THE TASK
Could you copy out the items below word for word, leaving the pictures out of your answer?

EXERCISE MATERIAL
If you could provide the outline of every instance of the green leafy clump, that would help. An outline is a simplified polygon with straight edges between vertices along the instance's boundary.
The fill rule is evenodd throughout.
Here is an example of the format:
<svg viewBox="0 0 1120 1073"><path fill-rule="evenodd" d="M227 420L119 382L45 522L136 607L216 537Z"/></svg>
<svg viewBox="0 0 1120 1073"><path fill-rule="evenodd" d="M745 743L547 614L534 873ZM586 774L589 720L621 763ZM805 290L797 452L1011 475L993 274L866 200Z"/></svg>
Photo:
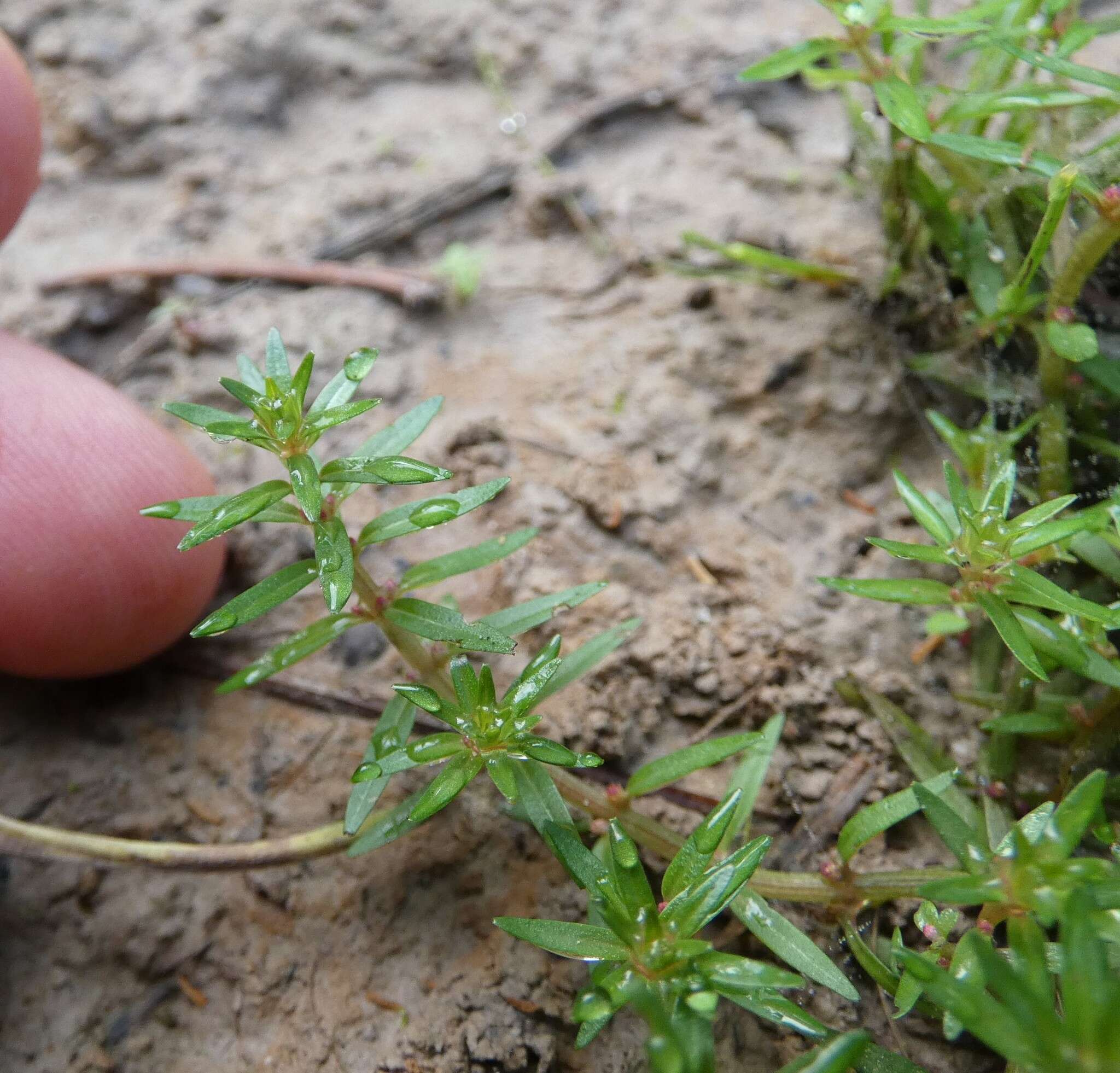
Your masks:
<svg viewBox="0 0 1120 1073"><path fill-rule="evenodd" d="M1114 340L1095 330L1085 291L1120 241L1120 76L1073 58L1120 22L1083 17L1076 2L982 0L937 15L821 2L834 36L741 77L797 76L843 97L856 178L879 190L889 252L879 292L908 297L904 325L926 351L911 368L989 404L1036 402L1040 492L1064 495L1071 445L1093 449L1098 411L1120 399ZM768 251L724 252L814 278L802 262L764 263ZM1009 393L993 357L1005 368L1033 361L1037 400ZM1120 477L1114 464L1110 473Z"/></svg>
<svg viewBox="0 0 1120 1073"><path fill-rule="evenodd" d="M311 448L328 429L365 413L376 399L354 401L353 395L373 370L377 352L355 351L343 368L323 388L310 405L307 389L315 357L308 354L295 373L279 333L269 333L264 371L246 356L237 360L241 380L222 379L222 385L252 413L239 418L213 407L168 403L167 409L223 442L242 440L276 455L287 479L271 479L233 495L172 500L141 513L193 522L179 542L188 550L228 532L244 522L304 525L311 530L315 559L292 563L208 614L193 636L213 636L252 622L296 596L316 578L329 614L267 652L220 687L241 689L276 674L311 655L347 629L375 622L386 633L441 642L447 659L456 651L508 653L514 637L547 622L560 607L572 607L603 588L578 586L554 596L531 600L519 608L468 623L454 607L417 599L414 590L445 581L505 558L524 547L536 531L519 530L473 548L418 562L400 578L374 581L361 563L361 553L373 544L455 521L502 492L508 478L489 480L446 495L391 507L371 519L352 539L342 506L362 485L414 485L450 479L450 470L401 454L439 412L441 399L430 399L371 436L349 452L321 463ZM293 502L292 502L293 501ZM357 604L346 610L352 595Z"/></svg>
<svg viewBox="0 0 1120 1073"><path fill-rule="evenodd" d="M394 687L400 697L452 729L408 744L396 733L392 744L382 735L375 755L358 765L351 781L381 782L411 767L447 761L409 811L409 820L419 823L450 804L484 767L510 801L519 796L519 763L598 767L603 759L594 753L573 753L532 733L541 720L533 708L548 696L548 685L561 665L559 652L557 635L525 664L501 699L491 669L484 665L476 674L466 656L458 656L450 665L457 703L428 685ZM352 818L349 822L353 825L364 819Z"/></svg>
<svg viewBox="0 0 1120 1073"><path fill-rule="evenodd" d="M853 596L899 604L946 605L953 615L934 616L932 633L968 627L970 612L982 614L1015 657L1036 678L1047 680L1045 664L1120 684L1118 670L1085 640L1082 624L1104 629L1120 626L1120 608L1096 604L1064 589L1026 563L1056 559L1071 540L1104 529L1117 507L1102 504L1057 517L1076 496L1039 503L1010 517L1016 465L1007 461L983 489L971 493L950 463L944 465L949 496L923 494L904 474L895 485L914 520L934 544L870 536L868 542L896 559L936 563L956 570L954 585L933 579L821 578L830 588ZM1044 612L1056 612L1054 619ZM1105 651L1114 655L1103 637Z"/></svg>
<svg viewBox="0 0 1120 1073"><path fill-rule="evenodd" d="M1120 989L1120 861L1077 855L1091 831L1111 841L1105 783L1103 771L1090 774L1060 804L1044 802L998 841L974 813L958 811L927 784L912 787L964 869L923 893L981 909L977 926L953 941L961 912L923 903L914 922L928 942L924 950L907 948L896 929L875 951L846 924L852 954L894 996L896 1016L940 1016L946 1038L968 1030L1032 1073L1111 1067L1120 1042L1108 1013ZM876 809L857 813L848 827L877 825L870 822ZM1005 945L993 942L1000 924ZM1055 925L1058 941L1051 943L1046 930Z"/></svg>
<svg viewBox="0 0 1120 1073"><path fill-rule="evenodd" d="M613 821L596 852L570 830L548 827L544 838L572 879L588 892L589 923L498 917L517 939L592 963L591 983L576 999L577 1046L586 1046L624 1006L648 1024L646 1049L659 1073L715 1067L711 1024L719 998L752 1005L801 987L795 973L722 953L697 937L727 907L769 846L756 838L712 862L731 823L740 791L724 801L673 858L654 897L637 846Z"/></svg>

SOLUTION TO THIS TASK
If you could provide the outline of every instance of the green leafy clump, that would help. An outline is a simplified polygon with straight edges between vertices along the instance's boundary.
The fill rule is evenodd throughout.
Here is an example of the format:
<svg viewBox="0 0 1120 1073"><path fill-rule="evenodd" d="M227 420L119 382L45 522L136 607L216 537Z"/></svg>
<svg viewBox="0 0 1120 1073"><path fill-rule="evenodd" d="M745 743L547 614L534 873ZM586 774L589 720L621 763ZM805 290L797 452L1011 475L993 274L866 200Z"/></svg>
Photo:
Your masks:
<svg viewBox="0 0 1120 1073"><path fill-rule="evenodd" d="M1114 340L1095 330L1085 291L1120 241L1120 76L1073 58L1120 22L1083 17L1076 2L982 0L937 15L821 2L834 36L741 77L797 76L843 97L856 178L879 190L889 252L879 292L908 297L904 325L926 351L911 368L989 404L1036 402L1040 492L1064 495L1071 445L1093 449L1098 411L1120 399ZM768 251L724 252L814 278L802 262L764 263ZM1009 393L993 357L1005 368L1033 361L1037 400ZM1120 477L1114 464L1110 473Z"/></svg>
<svg viewBox="0 0 1120 1073"><path fill-rule="evenodd" d="M311 448L328 429L365 413L376 399L354 401L353 395L373 370L377 352L355 351L343 368L323 388L310 405L307 389L315 357L308 354L295 373L279 333L269 333L264 371L246 356L237 360L241 380L222 379L222 385L252 413L239 418L213 407L168 403L167 409L223 442L242 440L276 455L287 479L271 479L233 495L172 500L141 513L193 522L179 542L188 550L228 532L244 522L304 525L311 530L315 559L292 563L208 614L193 636L213 636L252 622L296 596L316 578L329 614L267 652L220 687L241 689L276 674L311 655L347 629L375 622L386 633L441 642L447 659L456 651L508 653L514 637L547 622L560 607L572 607L603 588L578 586L554 596L531 600L519 608L468 623L454 607L417 599L414 590L445 581L505 558L524 547L536 531L519 530L473 548L418 562L400 578L374 581L361 563L361 553L373 544L455 521L502 492L508 478L489 480L446 495L391 507L371 519L352 539L342 506L362 485L414 485L450 479L450 470L401 454L439 412L441 399L430 399L371 436L349 452L321 463ZM293 502L292 502L293 501ZM357 604L346 610L352 595Z"/></svg>
<svg viewBox="0 0 1120 1073"><path fill-rule="evenodd" d="M394 687L400 697L452 729L408 744L396 733L392 744L382 735L375 755L358 765L351 781L381 782L411 767L447 761L409 811L409 820L419 823L450 804L484 767L510 801L519 796L519 763L598 767L603 759L594 753L573 753L532 733L541 720L533 708L548 696L548 685L561 665L559 652L557 635L525 664L501 699L491 669L484 665L476 674L466 656L458 656L450 665L457 703L428 685ZM352 818L349 822L353 825L364 819Z"/></svg>
<svg viewBox="0 0 1120 1073"><path fill-rule="evenodd" d="M853 596L899 604L946 605L953 615L934 616L932 633L968 627L970 612L982 614L1015 657L1036 678L1047 680L1045 664L1120 684L1118 670L1085 640L1082 624L1104 629L1120 626L1120 608L1096 604L1064 589L1026 563L1056 559L1071 540L1104 529L1117 507L1102 504L1057 517L1076 496L1039 503L1010 517L1016 465L1007 461L983 489L971 493L950 463L944 465L949 496L923 494L904 474L895 485L914 520L934 544L870 536L868 542L896 559L936 563L956 570L954 585L933 579L821 578L830 588ZM1044 612L1056 612L1054 619ZM1105 651L1114 655L1103 637Z"/></svg>
<svg viewBox="0 0 1120 1073"><path fill-rule="evenodd" d="M1120 989L1120 861L1077 855L1091 831L1111 841L1105 783L1103 771L1090 774L1060 804L1044 802L998 841L974 813L958 811L927 784L912 787L964 869L923 893L981 909L977 926L953 941L961 912L923 903L914 922L928 942L924 950L907 948L896 929L875 951L846 924L852 954L894 996L896 1016L940 1016L946 1038L968 1030L1032 1073L1111 1067L1120 1042L1108 1013ZM876 809L857 813L848 827L877 825L870 822ZM1005 945L993 942L1000 924ZM1055 925L1058 941L1051 943L1046 930Z"/></svg>
<svg viewBox="0 0 1120 1073"><path fill-rule="evenodd" d="M613 821L596 852L570 830L548 827L544 838L572 879L588 892L589 923L498 917L517 939L592 963L591 983L576 999L577 1046L586 1046L624 1006L648 1024L646 1049L659 1073L715 1067L711 1024L719 998L752 1005L801 987L795 973L722 953L697 937L727 907L769 846L756 838L712 862L731 823L740 791L724 801L673 858L654 897L637 846Z"/></svg>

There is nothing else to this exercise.